→ CHALLENGE
Rewrite the rows in the stretch from the line containing "Assuming the silver" through the line containing "[0,0,360,240]", swapping "ornament" for "bauble" and keeping everything else the same. Omit the pictures from your answer.

→ DATA ROWS
..............................

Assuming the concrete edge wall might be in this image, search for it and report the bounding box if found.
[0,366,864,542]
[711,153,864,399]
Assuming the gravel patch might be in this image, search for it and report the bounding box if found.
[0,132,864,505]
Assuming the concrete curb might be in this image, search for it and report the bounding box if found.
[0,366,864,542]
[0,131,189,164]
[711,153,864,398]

..............................

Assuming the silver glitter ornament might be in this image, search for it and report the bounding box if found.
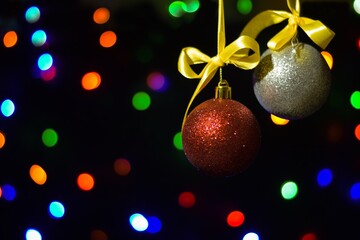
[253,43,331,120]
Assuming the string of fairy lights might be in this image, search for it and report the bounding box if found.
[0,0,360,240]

..............................

→ TASK RESPONSE
Assuming the silver glitter bauble might be in this image, search for it and report the bounding box if found.
[253,43,331,120]
Assuming the string of fairy lights might be in this image, search for it and report the bounding box if found.
[0,0,360,240]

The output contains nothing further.